Given task: Can you quote the material below verbatim, starting at the line containing "the red brick" and ending at the final line of the material?

* begin Supplied material *

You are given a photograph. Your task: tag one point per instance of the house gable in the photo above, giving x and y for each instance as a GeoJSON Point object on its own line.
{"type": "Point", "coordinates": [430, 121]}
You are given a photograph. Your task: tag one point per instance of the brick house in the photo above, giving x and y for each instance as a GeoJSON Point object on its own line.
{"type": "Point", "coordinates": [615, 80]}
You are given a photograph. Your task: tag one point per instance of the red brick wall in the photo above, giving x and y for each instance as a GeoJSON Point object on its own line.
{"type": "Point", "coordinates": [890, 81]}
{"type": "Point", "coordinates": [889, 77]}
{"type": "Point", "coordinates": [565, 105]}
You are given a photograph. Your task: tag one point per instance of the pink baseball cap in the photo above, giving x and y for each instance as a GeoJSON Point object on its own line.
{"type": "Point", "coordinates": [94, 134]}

* end Supplied material *

Response below:
You are given a photograph. Your task: tag one point per instance of the red brick wall in the photo above, giving x and y for each instance as a GeoJSON Point object on its own line.
{"type": "Point", "coordinates": [890, 81]}
{"type": "Point", "coordinates": [889, 77]}
{"type": "Point", "coordinates": [565, 105]}
You are given a photograph. Your task: tag one point per instance of the pink baseball cap in the photo above, giving x and y for each instance as a GeoJSON Point object on its own line.
{"type": "Point", "coordinates": [94, 134]}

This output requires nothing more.